选定文本:
━━━━━━━━━━━━━━━━━━━━━━━━━━━━━━

As a small simplification, Bob will compute the number of ways his rook can move to the destination cell assuming there are no other pieces on the board, not even the piece he wants to attack.

Input :

• The input consists of one line, containing two different coordinates on the hexagonal chess board, the current positions of your rook and the piece you want to attack.

Output:

Output a single integer, the number of ways the rook can move from its current position to the position of the piece it wants to attack in exactly two moves, assuming there are no other pieces on the board.

样例输入
c4 h4
样例输出
6

题意：一个棋盘，字母代表列，数字代表一个V型对应的行，棋子可以延六边形的六个方向的任意一个方向做任意长度的直线运动，给两个点，求棋子从一个点到另一个点，走且仅走两步，有几种方法可以到达；

• 找出两个位置一步可到达的点，取交集
• 上下方向可到达的好判断，在同一列的都是
• 左上到右下：每个列的行坐标相对大小 6,6,6,6,6,6,5,4,3,2,1
• 左下到右上：每个列的行坐标相对大小 1,2,3,4,5,6,6,6,6,6,6
• 交集的大小就是结果

#include<bits/stdc++.h>
using namespace std;
const int mod = 1e9+7;

int maxn[] = {0,6,7,8,9,10,11,10,9,8,7,6};
int left_down[]= {0,1,2,3,4,5,6,6,6,6,6,6};
int left_up[] = {0,6,6,6,6,6,6,5,4,3,2,1};
int tail1 = -1;
int tail2 = -1;
int ans = 0;

struct node
{
    int x;
    int y;
} a[1200],b[1200];

bool cmp(node a,node b)
{
    if(a.x==b.x)
        return a.y<b.y;
    return a.x<b.x;
}

void count_(int x,int y,node *a,int &tail)
{
    for(int i = 1; i<=maxn[x]; i++)
    {
        if(i==y)
            continue;
        a[++tail].x = x;
        a[tail].y = i;
    }
    for(int i = 1; i<=11; i++)
    {
        if(i==x)
            continue;
        int yy = y+left_up[i]-left_up[x];
        if(yy>=1&&yy<=maxn[i])
        {
            a[++tail].x = i;
            a[tail].y = yy;
        }
    }
    for(int i = 1; i<=11; i++)
    {
        if(i==x)

━━━━━━━━━━━━━━━━━━━━━━━━━━━━━━

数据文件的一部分
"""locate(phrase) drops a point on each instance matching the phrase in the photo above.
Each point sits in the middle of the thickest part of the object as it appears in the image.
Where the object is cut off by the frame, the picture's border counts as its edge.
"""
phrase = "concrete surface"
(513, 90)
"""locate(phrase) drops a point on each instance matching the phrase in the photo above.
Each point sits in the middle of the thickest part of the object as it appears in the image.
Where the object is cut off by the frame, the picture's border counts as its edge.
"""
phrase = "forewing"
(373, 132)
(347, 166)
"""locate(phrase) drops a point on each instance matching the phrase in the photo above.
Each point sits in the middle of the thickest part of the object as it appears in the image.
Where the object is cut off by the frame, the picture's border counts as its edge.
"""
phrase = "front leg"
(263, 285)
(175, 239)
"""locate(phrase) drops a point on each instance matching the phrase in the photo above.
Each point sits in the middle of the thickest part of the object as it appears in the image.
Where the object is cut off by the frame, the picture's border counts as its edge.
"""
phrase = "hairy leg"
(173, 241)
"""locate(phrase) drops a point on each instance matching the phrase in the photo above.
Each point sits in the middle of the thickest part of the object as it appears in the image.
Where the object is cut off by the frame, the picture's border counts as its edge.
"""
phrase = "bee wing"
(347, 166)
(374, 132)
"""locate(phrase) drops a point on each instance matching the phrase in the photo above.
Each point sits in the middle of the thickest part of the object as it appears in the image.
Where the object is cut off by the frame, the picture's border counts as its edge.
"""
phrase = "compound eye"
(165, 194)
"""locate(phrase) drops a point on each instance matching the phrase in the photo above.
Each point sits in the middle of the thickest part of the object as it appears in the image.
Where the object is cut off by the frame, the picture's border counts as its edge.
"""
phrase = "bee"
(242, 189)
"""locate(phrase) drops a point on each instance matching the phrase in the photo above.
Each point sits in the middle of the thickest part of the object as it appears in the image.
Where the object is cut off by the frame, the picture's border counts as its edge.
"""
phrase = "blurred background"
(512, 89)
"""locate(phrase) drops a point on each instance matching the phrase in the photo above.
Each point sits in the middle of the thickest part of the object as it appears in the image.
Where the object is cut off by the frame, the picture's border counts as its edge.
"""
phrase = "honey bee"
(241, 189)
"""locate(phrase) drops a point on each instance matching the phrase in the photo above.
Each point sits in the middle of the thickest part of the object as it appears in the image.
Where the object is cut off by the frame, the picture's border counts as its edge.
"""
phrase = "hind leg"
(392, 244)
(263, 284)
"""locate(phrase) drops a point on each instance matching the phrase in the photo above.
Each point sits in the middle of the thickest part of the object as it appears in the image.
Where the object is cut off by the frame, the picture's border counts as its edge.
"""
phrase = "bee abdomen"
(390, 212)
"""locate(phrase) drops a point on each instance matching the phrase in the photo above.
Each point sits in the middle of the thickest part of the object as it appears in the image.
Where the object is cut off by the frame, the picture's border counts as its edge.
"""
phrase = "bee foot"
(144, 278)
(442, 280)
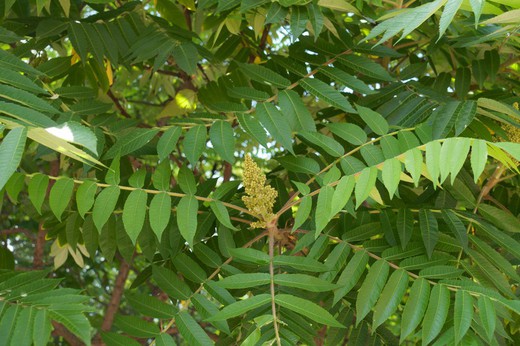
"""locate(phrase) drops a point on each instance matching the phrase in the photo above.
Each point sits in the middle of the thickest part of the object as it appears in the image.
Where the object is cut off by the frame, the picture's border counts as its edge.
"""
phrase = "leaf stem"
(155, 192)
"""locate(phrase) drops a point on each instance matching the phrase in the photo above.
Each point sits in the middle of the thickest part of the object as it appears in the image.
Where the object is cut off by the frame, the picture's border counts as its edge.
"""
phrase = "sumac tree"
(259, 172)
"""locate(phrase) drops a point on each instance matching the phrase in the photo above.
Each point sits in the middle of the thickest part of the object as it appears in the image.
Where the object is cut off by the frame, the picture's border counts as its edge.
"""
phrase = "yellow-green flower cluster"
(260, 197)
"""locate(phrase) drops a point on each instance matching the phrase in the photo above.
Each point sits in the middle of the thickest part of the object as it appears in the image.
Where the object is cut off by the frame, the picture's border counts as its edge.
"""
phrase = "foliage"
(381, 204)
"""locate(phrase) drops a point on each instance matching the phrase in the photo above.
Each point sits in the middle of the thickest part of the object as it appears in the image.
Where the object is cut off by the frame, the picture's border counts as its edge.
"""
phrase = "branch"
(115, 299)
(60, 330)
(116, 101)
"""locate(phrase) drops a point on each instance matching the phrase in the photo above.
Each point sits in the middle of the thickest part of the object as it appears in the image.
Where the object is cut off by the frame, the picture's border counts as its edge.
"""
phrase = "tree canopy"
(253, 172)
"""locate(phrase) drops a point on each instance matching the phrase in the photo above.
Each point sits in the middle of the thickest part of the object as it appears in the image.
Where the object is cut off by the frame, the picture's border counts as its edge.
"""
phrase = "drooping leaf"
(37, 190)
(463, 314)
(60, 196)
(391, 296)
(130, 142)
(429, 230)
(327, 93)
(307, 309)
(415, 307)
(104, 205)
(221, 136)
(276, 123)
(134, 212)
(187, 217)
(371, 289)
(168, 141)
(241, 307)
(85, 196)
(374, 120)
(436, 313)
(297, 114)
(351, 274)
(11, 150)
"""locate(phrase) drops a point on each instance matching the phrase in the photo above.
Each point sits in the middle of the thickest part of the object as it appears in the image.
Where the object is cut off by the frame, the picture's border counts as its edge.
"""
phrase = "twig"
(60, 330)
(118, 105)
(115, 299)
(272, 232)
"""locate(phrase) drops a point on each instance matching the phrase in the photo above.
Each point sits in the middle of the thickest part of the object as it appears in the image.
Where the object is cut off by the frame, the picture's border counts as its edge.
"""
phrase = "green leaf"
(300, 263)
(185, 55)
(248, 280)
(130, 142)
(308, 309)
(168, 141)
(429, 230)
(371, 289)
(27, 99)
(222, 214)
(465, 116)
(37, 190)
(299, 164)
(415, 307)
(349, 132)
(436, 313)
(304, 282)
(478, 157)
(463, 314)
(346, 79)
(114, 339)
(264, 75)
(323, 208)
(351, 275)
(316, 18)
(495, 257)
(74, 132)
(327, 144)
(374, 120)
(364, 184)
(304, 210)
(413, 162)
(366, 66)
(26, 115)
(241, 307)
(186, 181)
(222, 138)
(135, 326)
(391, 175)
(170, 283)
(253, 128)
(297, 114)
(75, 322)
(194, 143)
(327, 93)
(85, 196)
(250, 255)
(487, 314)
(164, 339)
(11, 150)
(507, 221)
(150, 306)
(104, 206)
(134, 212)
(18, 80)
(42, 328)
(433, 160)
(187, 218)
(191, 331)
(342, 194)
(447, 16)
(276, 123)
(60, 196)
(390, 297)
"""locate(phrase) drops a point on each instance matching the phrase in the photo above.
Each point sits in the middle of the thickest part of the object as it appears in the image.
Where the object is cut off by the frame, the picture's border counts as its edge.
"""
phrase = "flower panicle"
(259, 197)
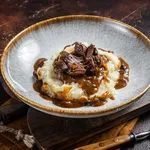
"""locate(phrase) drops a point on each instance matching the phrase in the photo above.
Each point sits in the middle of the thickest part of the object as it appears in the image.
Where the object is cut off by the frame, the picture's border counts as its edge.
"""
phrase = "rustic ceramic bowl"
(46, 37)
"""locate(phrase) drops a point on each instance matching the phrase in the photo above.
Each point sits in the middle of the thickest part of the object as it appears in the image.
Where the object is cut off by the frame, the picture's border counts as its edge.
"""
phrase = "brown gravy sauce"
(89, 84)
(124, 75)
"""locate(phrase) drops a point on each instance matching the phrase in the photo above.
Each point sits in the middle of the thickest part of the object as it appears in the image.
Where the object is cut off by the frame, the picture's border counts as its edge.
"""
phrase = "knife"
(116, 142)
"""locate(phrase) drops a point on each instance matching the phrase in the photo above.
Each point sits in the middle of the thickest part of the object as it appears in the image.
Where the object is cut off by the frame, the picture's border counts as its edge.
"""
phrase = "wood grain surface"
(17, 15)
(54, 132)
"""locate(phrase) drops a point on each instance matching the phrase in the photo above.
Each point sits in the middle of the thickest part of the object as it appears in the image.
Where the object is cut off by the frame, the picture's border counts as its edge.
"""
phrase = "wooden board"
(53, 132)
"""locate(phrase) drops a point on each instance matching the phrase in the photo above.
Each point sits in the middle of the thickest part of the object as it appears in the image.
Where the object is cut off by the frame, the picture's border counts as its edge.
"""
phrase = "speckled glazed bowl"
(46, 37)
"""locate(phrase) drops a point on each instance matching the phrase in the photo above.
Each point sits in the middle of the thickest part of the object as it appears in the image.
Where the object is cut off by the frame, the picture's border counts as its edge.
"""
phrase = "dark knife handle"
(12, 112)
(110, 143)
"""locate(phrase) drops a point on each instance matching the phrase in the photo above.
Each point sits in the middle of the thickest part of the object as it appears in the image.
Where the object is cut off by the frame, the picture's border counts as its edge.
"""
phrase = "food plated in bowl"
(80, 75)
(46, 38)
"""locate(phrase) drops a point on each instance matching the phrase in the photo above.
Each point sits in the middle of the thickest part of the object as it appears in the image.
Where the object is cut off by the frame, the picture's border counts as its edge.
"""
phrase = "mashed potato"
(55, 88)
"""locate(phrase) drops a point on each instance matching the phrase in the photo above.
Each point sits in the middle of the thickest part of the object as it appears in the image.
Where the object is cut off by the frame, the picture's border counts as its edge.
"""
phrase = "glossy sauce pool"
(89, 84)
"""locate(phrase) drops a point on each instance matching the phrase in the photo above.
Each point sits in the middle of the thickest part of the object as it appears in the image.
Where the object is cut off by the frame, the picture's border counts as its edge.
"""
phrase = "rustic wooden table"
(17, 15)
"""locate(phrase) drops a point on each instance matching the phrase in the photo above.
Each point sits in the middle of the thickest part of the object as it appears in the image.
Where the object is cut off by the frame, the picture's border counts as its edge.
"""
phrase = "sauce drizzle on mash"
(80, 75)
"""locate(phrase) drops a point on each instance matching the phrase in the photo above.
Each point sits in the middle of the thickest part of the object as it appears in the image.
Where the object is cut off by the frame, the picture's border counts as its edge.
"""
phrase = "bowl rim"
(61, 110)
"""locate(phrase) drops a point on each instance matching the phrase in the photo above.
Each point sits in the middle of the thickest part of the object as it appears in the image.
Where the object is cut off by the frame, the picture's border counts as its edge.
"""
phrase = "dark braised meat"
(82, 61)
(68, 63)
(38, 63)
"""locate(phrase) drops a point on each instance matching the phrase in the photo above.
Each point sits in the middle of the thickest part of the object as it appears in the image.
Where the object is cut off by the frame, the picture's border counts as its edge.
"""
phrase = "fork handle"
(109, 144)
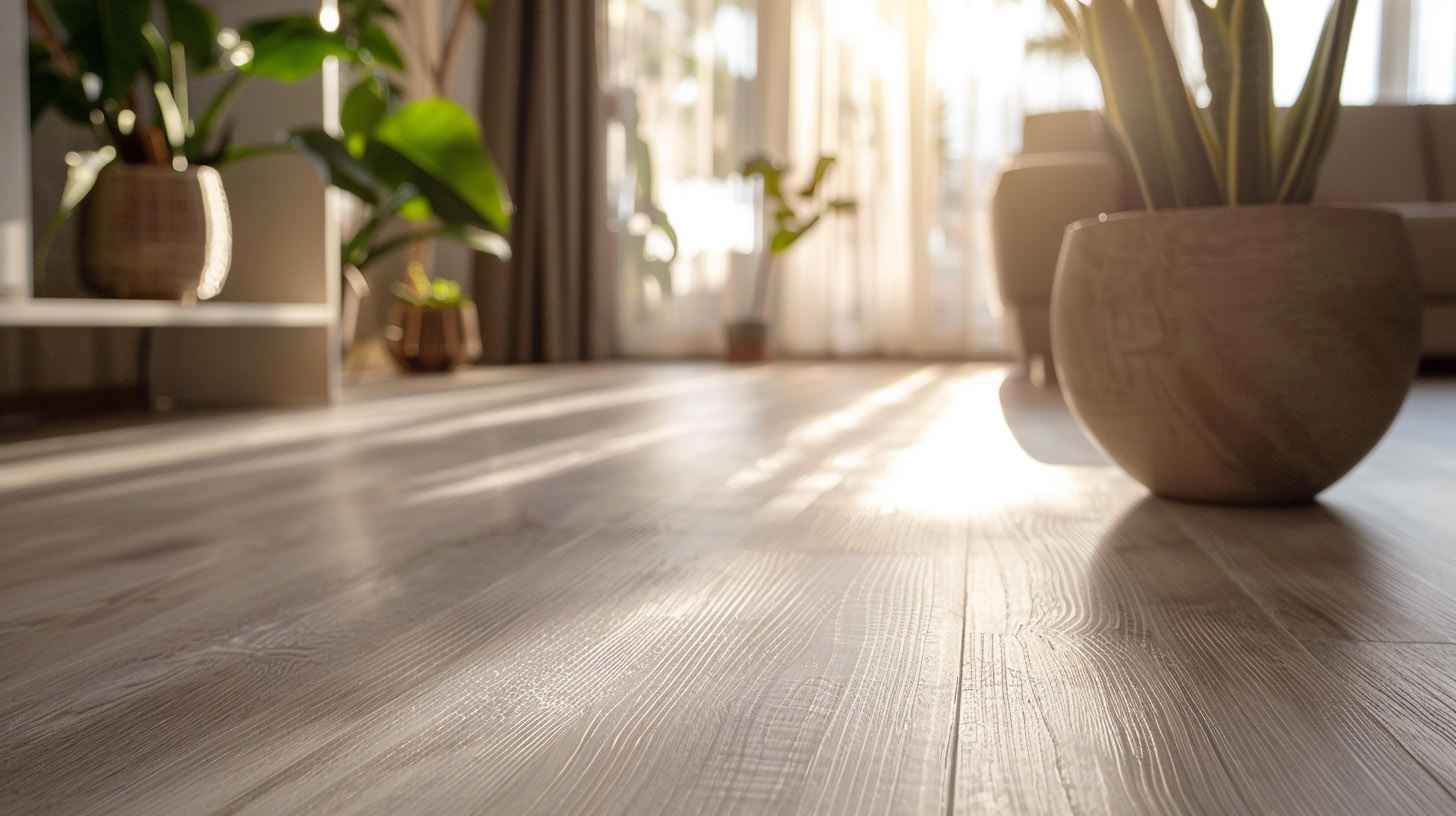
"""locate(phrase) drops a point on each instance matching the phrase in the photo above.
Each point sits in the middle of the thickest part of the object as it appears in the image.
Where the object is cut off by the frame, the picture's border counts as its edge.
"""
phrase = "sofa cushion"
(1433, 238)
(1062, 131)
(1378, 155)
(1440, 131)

━━━━━━━━━━━━━━━━━━━━━━━━━━━━━━

练习题目 1: 从数据行中摘出所有含有字符串“wooden”的行，匹配时区分大小写。
练习题目 2: 接着六角棋盘车走两步的那篇题解的结尾往下续写。
上面的题解与这些数据行相互独立，彼此没有关联。

参考答案 1:
phrase = "wooden board"
phrase = "rustic wooden table"

参考答案 2:
            continue;
        int yy = y+left_down[i]-left_down[x];
        if(yy>=1&&yy<=maxn[i])
        {
            a[++tail].x = i;
            a[tail].y = yy;
        }
    }
}
void find_equal()
{
    int i = 0,j = 0;
    while(i<=tail1&&j<=tail2)
    {
        if(a[i].x==b[j].x&&a[i].y==b[j].y)
        {
            //printf("%d %d\n",a[i].x,a[i].y);
            ans++;
            i++;
            j++;
        }
        else if(cmp(a[i],b[j])==0)
            j++;
        else
            i++;
    }
}
//void output(node a[],int tail)
//{
//    for(int i = 0;i<=tail;i++)
//    {
//        printf("|%d %d| ",a[i].x,a[i].y);
//    }
//    cout<<endl;
//}
int main()
{
    char s1[5],s2[5];
    int word1,dig1,word2,dig2;
    cin>>s1>>s2;

    word1 = s1[0]-'a'+1;
    dig1 = strlen(s1)==3?10:s1[1]-'0';
    if(s1[2]=='1')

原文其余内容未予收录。